> _EXERCISE_
Reproduce the following records verbatim, line for line.

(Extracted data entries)
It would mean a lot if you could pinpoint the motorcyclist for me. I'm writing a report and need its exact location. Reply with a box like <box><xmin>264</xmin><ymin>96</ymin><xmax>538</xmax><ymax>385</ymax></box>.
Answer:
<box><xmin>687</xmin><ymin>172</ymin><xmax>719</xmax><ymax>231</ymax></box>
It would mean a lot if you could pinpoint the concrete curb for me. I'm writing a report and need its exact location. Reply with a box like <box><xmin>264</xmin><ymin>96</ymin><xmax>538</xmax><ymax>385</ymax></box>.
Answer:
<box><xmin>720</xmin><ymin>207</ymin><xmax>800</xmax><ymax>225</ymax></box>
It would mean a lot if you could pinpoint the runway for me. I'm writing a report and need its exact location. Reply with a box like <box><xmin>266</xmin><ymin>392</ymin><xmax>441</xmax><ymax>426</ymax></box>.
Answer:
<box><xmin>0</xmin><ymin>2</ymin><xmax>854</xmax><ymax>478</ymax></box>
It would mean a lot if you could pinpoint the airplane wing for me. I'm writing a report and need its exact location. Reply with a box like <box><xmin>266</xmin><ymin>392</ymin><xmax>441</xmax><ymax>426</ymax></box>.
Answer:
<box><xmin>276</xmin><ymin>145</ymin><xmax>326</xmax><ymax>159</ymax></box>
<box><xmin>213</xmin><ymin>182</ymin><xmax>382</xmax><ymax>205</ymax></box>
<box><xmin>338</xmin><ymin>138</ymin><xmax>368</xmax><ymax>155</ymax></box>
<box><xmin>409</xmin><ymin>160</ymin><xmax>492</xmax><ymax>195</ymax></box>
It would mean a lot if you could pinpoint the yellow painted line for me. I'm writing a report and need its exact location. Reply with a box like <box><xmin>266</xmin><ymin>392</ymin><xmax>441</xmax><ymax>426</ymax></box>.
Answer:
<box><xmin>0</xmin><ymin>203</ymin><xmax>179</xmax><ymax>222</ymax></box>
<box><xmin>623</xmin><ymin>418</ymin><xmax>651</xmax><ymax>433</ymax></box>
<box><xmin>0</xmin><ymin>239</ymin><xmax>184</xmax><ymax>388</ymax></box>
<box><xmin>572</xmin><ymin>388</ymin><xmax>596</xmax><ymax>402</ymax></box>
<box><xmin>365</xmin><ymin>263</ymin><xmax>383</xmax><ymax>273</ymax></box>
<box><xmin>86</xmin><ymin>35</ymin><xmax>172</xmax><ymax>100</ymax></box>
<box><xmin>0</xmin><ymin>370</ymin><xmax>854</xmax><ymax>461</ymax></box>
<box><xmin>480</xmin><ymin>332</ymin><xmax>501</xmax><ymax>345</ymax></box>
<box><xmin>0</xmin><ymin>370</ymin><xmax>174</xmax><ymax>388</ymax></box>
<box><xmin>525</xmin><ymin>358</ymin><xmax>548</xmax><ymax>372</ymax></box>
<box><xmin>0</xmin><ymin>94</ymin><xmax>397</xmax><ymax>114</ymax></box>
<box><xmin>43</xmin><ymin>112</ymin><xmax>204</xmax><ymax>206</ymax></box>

> _REPLY TO THE EXERCISE_
It would mean a lot if you could pinpoint the motorcyclist for me. I'm writing a report and need its exact location. Reply with a box like <box><xmin>264</xmin><ymin>96</ymin><xmax>538</xmax><ymax>385</ymax></box>.
Answer:
<box><xmin>687</xmin><ymin>172</ymin><xmax>719</xmax><ymax>231</ymax></box>
It would mean a lot if you could pinpoint the concrete curb for me. I'm writing a report and need its exact location. Reply with a box like <box><xmin>264</xmin><ymin>96</ymin><xmax>538</xmax><ymax>385</ymax></box>.
Answer:
<box><xmin>720</xmin><ymin>207</ymin><xmax>800</xmax><ymax>225</ymax></box>
It would mean a lot if you could pinpoint the runway for me. I'm writing a report and need its exact location. Reply with a box like <box><xmin>266</xmin><ymin>392</ymin><xmax>441</xmax><ymax>426</ymax></box>.
Answer:
<box><xmin>0</xmin><ymin>2</ymin><xmax>854</xmax><ymax>478</ymax></box>
It would mean a lot if you could pinpoint the airplane wing for me. I'm writing a report and need its exact location. Reply with a box like <box><xmin>266</xmin><ymin>392</ymin><xmax>441</xmax><ymax>426</ymax></box>.
Answer:
<box><xmin>276</xmin><ymin>145</ymin><xmax>326</xmax><ymax>159</ymax></box>
<box><xmin>213</xmin><ymin>182</ymin><xmax>382</xmax><ymax>205</ymax></box>
<box><xmin>338</xmin><ymin>138</ymin><xmax>368</xmax><ymax>155</ymax></box>
<box><xmin>409</xmin><ymin>160</ymin><xmax>492</xmax><ymax>195</ymax></box>
It would mean a lot if you could pinpoint the yellow painted line for me. I'm writing a report and need its exact location. Reply with a box like <box><xmin>266</xmin><ymin>392</ymin><xmax>441</xmax><ymax>426</ymax></box>.
Answer:
<box><xmin>0</xmin><ymin>203</ymin><xmax>179</xmax><ymax>222</ymax></box>
<box><xmin>623</xmin><ymin>418</ymin><xmax>651</xmax><ymax>433</ymax></box>
<box><xmin>0</xmin><ymin>239</ymin><xmax>184</xmax><ymax>388</ymax></box>
<box><xmin>572</xmin><ymin>388</ymin><xmax>596</xmax><ymax>402</ymax></box>
<box><xmin>365</xmin><ymin>263</ymin><xmax>383</xmax><ymax>273</ymax></box>
<box><xmin>86</xmin><ymin>35</ymin><xmax>172</xmax><ymax>100</ymax></box>
<box><xmin>0</xmin><ymin>370</ymin><xmax>854</xmax><ymax>461</ymax></box>
<box><xmin>480</xmin><ymin>332</ymin><xmax>501</xmax><ymax>345</ymax></box>
<box><xmin>0</xmin><ymin>370</ymin><xmax>174</xmax><ymax>388</ymax></box>
<box><xmin>525</xmin><ymin>358</ymin><xmax>548</xmax><ymax>372</ymax></box>
<box><xmin>0</xmin><ymin>94</ymin><xmax>397</xmax><ymax>114</ymax></box>
<box><xmin>43</xmin><ymin>112</ymin><xmax>204</xmax><ymax>206</ymax></box>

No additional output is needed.